> The task:
Print only the line with "Reviewer check: make sure each instance of the green" and the lines after it, ending with the last line of the material, each exactly as it stands.

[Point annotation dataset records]
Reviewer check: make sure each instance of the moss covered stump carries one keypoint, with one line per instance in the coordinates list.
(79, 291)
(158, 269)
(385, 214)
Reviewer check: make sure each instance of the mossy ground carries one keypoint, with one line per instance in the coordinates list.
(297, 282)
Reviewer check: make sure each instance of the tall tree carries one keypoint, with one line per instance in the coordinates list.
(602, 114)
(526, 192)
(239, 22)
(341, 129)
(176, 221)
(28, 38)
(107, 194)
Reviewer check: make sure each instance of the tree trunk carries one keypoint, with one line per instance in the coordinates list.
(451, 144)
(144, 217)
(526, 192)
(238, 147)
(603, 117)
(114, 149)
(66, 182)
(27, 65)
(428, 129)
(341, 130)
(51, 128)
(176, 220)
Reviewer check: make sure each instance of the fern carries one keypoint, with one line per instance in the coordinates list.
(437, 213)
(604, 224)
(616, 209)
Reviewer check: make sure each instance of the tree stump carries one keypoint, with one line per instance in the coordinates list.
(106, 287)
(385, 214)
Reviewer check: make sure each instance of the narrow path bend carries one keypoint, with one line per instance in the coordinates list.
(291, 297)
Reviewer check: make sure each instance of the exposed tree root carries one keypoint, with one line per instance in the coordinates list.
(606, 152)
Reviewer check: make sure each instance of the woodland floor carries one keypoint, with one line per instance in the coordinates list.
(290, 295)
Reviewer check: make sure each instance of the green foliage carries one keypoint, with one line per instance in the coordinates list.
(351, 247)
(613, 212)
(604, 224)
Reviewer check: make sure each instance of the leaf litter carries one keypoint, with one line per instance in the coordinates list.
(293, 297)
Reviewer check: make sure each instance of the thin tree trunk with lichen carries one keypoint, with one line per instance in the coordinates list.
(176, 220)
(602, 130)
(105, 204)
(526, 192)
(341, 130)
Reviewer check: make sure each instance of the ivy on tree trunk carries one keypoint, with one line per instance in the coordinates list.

> Task answer:
Reviewer check: make sure each instance of the green foliage carries one keypoint, with one line per instance in the coordinates list.
(351, 247)
(613, 212)
(604, 224)
Reviewer check: make sure each instance of the leaf litter carries one keypoint, with one line per instance in the coordinates list.
(293, 297)
Reviewer check: make sure each instance of the thin tree trunk with lichen carries one keypoint, with one line per instance in the coordinates list.
(176, 220)
(602, 130)
(105, 204)
(526, 192)
(341, 130)
Reviewer check: make sure each instance of the ivy on tree trunk carries one keypoint, with one line per instance in the coordinates list.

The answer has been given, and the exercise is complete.